Given instruction » Which lines in the entries below contain the word "white"? Collect and copy each of them.

(Part of a data file)
....

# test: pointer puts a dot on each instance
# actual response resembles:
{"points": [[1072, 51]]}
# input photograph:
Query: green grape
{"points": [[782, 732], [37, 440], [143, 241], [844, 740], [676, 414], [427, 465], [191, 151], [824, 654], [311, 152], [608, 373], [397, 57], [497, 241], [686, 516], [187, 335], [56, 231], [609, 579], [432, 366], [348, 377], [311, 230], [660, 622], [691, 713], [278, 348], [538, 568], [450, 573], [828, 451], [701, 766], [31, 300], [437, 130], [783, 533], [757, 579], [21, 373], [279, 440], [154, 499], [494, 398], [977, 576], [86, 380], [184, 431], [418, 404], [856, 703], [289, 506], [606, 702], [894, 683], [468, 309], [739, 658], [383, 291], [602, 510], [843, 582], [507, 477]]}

....

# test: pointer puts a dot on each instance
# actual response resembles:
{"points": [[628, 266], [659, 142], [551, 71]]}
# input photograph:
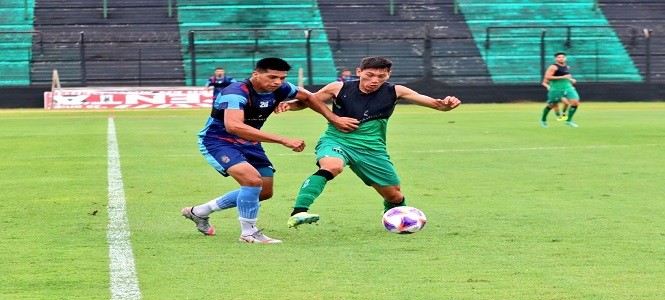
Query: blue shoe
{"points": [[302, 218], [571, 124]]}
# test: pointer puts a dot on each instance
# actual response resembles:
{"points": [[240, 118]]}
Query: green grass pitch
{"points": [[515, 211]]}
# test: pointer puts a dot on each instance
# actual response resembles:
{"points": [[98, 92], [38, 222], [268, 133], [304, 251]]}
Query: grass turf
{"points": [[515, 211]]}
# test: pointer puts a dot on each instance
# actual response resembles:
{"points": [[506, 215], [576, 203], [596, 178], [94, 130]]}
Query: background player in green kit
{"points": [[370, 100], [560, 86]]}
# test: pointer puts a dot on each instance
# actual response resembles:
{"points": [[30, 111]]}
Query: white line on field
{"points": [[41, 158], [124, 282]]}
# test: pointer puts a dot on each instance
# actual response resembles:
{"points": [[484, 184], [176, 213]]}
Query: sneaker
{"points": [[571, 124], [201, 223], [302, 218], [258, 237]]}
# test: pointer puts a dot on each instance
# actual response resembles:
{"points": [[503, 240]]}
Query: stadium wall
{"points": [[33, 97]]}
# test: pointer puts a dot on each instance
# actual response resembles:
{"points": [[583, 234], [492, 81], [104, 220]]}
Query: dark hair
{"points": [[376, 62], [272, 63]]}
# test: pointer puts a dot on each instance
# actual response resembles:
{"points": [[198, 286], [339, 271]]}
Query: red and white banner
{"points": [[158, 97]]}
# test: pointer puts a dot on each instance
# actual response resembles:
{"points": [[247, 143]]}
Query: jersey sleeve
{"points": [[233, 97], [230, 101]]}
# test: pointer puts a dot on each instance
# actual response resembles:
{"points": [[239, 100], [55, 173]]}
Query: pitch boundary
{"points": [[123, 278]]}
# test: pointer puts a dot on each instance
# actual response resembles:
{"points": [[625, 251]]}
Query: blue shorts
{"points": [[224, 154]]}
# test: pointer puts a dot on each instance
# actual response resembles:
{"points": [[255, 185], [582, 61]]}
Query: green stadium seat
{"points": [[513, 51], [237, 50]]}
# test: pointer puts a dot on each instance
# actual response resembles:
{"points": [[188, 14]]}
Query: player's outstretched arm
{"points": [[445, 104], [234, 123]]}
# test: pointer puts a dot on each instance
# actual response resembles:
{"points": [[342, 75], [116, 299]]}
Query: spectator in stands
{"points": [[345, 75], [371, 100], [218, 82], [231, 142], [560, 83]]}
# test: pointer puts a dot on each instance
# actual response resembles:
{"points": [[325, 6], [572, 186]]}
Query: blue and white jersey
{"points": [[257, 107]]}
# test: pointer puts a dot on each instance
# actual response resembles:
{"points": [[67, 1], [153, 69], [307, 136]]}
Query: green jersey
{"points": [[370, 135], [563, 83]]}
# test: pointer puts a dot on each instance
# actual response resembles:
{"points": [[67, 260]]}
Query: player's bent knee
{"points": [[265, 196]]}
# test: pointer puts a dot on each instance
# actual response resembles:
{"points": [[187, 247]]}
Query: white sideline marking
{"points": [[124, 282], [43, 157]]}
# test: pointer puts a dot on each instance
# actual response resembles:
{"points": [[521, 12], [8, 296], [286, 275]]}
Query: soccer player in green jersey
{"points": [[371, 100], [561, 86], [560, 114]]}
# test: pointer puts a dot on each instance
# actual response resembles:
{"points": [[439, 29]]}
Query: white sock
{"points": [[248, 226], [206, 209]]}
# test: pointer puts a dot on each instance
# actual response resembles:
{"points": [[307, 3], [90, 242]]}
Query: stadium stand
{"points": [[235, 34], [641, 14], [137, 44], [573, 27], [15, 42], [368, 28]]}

....

Problem solution »
Query: white line on field
Query: red and white banner
Query: blue and white jersey
Query: white sideline marking
Query: white sock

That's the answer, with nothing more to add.